• _Bloc de texte_:
- - - -

De plus, le club de la capitale dispose d’un attaquant utile dans le jeu et l’animation que l’entraîneur a décidé de mettre en place : on parle bien sûr d’Edinson Cavani. L’international uruguayen est un joueur qui réalise énormément de courses, et abat son volume de jeu lors des phases sans le ballon, offrant à ses compères une solution pour combiner ou trouver le décalage. Mais là où le rôle de Cavani devient essentiel pour Paris, c’est dans sa capacité à créer le décalage exclusivement par des courses. Sur la séquence ci-dessus, on remarque que les espaces sont créés exclusivement par les prises d’espaces d’El Matador ou son envie de libérer son partenaire d’un possible marquage.
Les difficultés depuis le mois de janvier :
Malgré le statut de meilleure attaque européenne (84 buts en 27 matchs), l’équipe d’Unai Emery connaît certaines difficultés depuis le mois de janvier.

- - - -

• _Données fournies_:

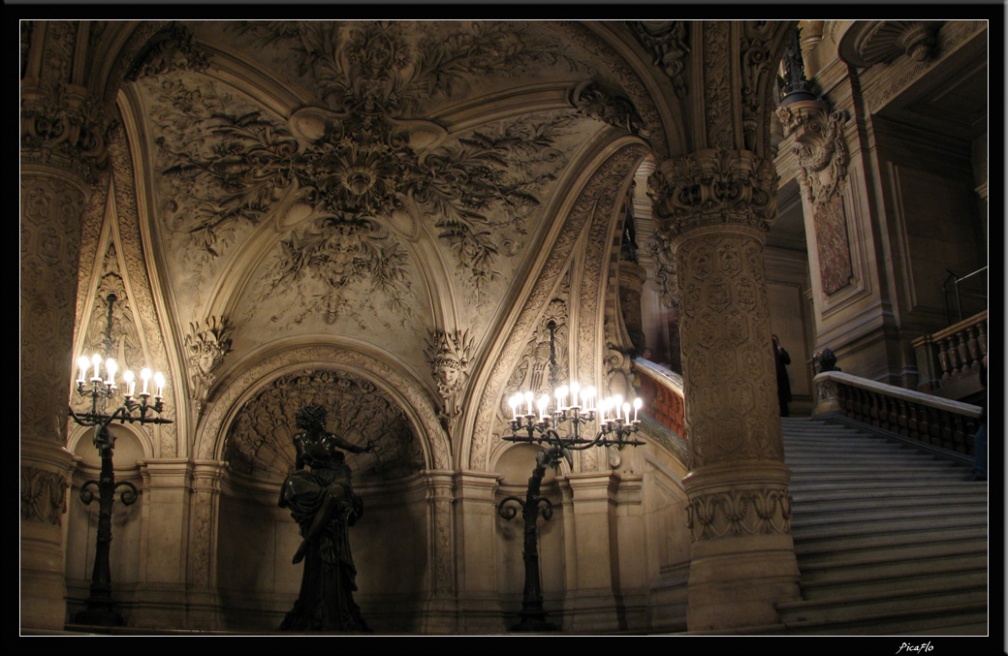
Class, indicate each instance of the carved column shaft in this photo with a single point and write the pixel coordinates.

- - - -

Affichez tel quel le passage du bloc de texte qui commence à « De plus, le » et se termine à « mois de janvier. ».

De plus, le club de la capitale dispose d’un attaquant utile dans le jeu et l’animation que l’entraîneur a décidé de mettre en place : on parle bien sûr d’Edinson Cavani. L’international uruguayen est un joueur qui réalise énormément de courses, et abat son volume de jeu lors des phases sans le ballon, offrant à ses compères une solution pour combiner ou trouver le décalage. Mais là où le rôle de Cavani devient essentiel pour Paris, c’est dans sa capacité à créer le décalage exclusivement par des courses. Sur la séquence ci-dessus, on remarque que les espaces sont créés exclusivement par les prises d’espaces d’El Matador ou son envie de libérer son partenaire d’un possible marquage.
Les difficultés depuis le mois de janvier :
Malgré le statut de meilleure attaque européenne (84 buts en 27 matchs), l’équipe d’Unai Emery connaît certaines difficultés depuis le mois de janvier.